■ Exercise ■
Repeat the data as given. Images do not go in the copy.

============================================================

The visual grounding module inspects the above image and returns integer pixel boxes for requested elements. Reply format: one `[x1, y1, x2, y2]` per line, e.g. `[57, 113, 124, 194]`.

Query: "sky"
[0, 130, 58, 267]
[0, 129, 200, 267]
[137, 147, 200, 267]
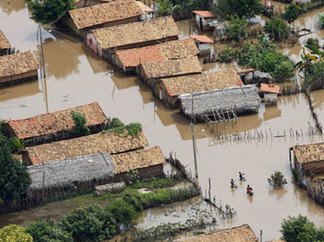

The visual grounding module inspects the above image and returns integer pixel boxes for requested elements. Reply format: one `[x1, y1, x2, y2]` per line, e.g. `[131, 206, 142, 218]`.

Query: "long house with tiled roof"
[66, 0, 143, 37]
[3, 102, 109, 146]
[113, 38, 199, 73]
[0, 30, 10, 55]
[159, 68, 243, 107]
[86, 16, 179, 59]
[0, 51, 39, 87]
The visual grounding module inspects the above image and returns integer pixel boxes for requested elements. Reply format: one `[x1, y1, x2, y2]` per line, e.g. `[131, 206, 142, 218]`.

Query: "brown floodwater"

============================================================

■ Answer area ■
The visual grounding module inspects the above image and returns integer pixel boxes for requested elements. Reply format: one `[x1, y1, x2, y2]` per line, e.g. `[57, 113, 124, 194]`.

Query: "sky"
[0, 130, 58, 267]
[0, 129, 200, 267]
[137, 147, 200, 267]

The visual grounding module inspects the above image and returns integer pixel boxes for requested elements. Reply format: one `[x1, y1, x2, y2]` per line, e.g. `[131, 206, 142, 218]`.

Query: "long house with tiled roof"
[66, 0, 143, 37]
[3, 102, 109, 146]
[113, 38, 199, 73]
[0, 30, 10, 55]
[159, 68, 243, 107]
[86, 16, 179, 59]
[0, 51, 39, 87]
The visual grounding module inspects the above image and returns integer pixel boxes for requested elements. Reply format: one `[x1, y1, x2, y2]` per line, e.g. `[131, 206, 142, 218]`.

Query: "brown floodwater"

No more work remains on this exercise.